*Selected passage:*
What are some ways that parents can help their high schooler? Here are some ideas:
-Stay involved and stay informed, but let your teenager start to take the lead in managing his school life and school work.
-Support and attend school events. Volunteer if you find a good opportunity! Know what classes your child is taking, and meet the teachers. Check in with teachers if necessary, but don’t take over responsibilities that belong to your student.
-Be honest, and help your teenager celebrate gifts and accept challenges. It’s time to accept reality and build on strengths.
-Require your child to respect school rules — including dress codes, regulations for cell phone use, and athletic eligibility requirements.
-Intervene immediately if your teenager gets off track with delinquent behavior, substance abuse problems, or truancy. Support school rules and accept school discipline procedures. Ask for help from guidance counselors, school psychologists, school resource officers, school social workers, or school nurses. This is your best chance to get your son or daughter back on the road to success.

*Requests:*
1/ Restate word for word the passage of the parenting tips that runs from "-Support and attend" down to "athletic eligibility requirements.".
2/ Answer these questions using the parenting tips:
(a) Which school rules are listed as ones parents should require their child to respect?
(b) Besides knowing what classes their child is taking, whom should parents meet?
(c) If a teenager gets off track, whom can parents ask for help?

*Data lines:*
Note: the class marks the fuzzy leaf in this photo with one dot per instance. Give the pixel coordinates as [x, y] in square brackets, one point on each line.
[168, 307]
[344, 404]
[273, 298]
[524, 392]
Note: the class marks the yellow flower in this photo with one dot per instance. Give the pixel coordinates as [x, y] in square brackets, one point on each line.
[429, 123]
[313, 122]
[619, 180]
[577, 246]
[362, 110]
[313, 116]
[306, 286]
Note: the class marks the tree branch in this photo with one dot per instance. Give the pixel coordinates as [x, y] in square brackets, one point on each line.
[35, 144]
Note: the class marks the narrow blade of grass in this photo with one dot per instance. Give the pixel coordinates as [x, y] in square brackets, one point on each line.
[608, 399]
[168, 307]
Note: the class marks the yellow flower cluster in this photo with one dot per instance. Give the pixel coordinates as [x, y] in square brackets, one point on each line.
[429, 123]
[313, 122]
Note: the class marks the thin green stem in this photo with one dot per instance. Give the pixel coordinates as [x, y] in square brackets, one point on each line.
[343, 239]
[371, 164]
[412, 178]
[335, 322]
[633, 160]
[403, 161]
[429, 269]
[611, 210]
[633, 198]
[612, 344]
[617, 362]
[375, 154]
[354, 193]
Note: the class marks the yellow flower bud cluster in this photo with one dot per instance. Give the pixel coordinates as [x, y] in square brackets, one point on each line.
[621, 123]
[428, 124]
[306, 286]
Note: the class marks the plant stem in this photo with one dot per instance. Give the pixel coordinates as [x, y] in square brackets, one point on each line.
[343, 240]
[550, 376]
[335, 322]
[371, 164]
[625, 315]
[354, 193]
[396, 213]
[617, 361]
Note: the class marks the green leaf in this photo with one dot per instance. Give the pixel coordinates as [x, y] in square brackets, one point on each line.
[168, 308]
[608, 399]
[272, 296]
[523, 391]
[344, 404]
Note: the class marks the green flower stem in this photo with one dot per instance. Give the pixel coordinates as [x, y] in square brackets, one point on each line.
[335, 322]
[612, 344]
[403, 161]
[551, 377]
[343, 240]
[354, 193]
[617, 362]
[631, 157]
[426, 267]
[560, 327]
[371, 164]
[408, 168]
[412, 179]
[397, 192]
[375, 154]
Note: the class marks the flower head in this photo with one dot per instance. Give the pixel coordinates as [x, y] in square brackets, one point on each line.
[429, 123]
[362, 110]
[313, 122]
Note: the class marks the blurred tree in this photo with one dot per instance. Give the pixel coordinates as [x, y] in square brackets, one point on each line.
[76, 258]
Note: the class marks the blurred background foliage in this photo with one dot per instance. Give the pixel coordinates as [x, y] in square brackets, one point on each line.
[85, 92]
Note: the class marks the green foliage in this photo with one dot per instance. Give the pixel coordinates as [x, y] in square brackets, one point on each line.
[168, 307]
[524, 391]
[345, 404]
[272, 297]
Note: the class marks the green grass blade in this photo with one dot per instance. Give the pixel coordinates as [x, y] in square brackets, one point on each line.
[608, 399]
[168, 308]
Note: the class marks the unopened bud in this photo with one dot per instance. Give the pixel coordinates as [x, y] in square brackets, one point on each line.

*Task solutions:*
1/
-Support and attend school events. Volunteer if you find a good opportunity! Know what classes your child is taking, and meet the teachers. Check in with teachers if necessary, but don’t take over responsibilities that belong to your student.
-Be honest, and help your teenager celebrate gifts and accept challenges. It’s time to accept reality and build on strengths.
-Require your child to respect school rules — including dress codes, regulations for cell phone use, and athletic eligibility requirements.

2/
(a) Dress codes, regulations for cell phone use, and athletic eligibility requirements.
(b) The teachers.
(c) Guidance counselors, school psychologists, school resource officers, school social workers, or school nurses.